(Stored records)
——

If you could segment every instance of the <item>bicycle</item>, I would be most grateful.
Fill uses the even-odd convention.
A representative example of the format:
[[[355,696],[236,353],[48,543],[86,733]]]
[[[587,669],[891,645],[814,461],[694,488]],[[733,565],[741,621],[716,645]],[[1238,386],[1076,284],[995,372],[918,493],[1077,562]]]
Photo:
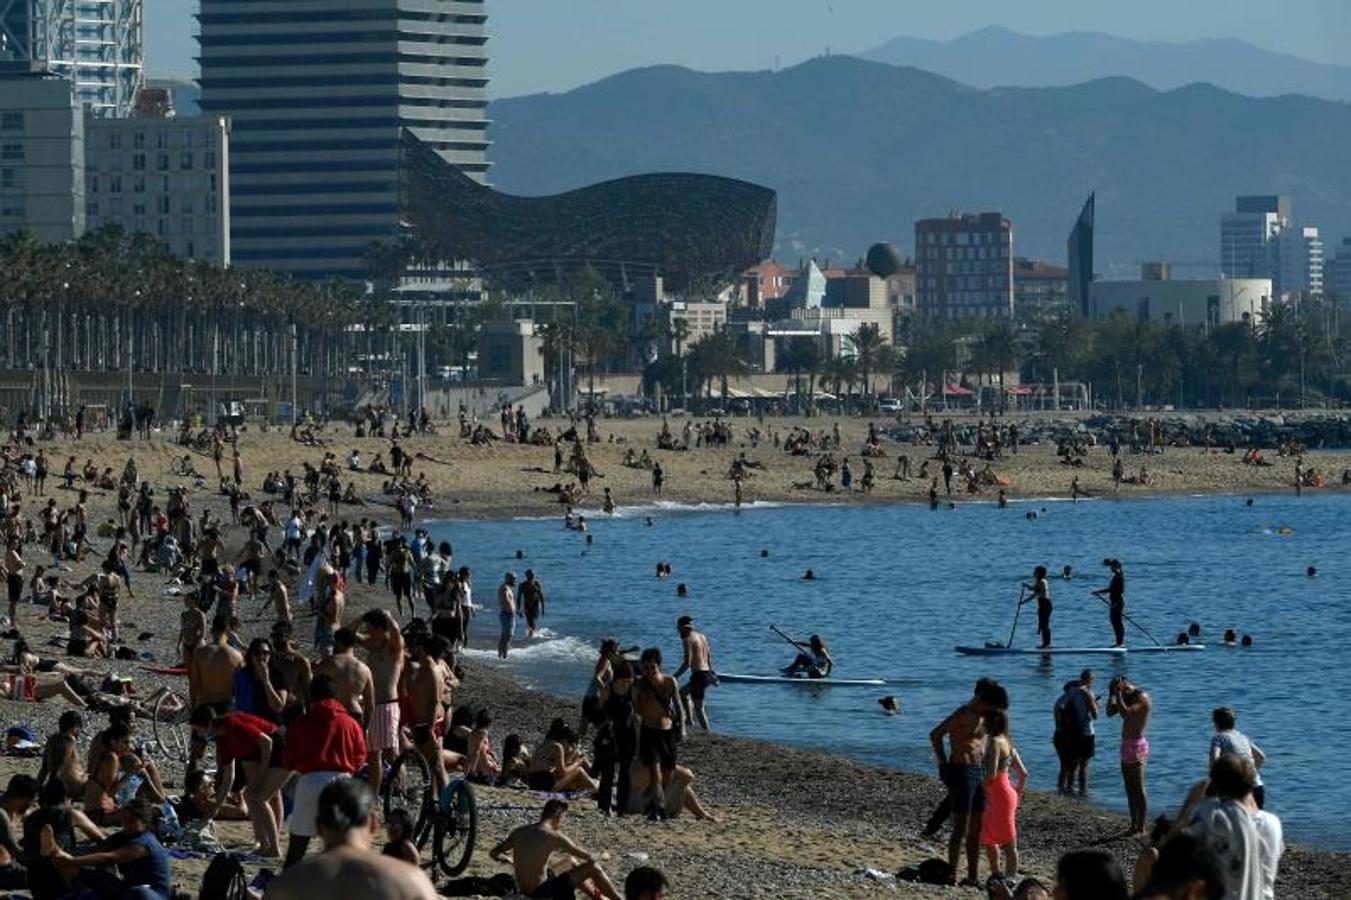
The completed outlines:
[[[384,790],[385,817],[402,809],[413,823],[409,835],[418,853],[428,839],[432,865],[453,878],[469,866],[478,835],[478,804],[463,778],[452,778],[436,796],[431,766],[417,750],[405,750],[394,760]]]
[[[192,729],[188,720],[192,710],[188,698],[177,691],[165,690],[151,708],[151,730],[160,753],[179,762],[188,761]]]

——

TASK REQUIREMENTS: The entries above are to be retyped exactly, with each picture left out.

RESPONSE AREA:
If you could segment every instance of the <item>bicycle</item>, I would be most grateful.
Fill uses the even-odd convention.
A representative example of the format:
[[[355,696],[236,353],[48,543],[86,733]]]
[[[587,669],[891,645],[814,461],[694,488]],[[733,565],[741,621],[716,645]],[[1238,386],[1076,284],[995,372],[918,493],[1077,562]]]
Photo:
The completed outlines:
[[[384,790],[385,817],[402,809],[413,823],[409,835],[418,853],[428,839],[432,865],[453,878],[469,866],[478,835],[478,804],[463,778],[452,778],[436,796],[431,766],[417,750],[405,750],[394,760]]]
[[[192,729],[188,720],[192,710],[188,698],[177,691],[165,690],[151,708],[151,730],[160,753],[179,762],[188,761]]]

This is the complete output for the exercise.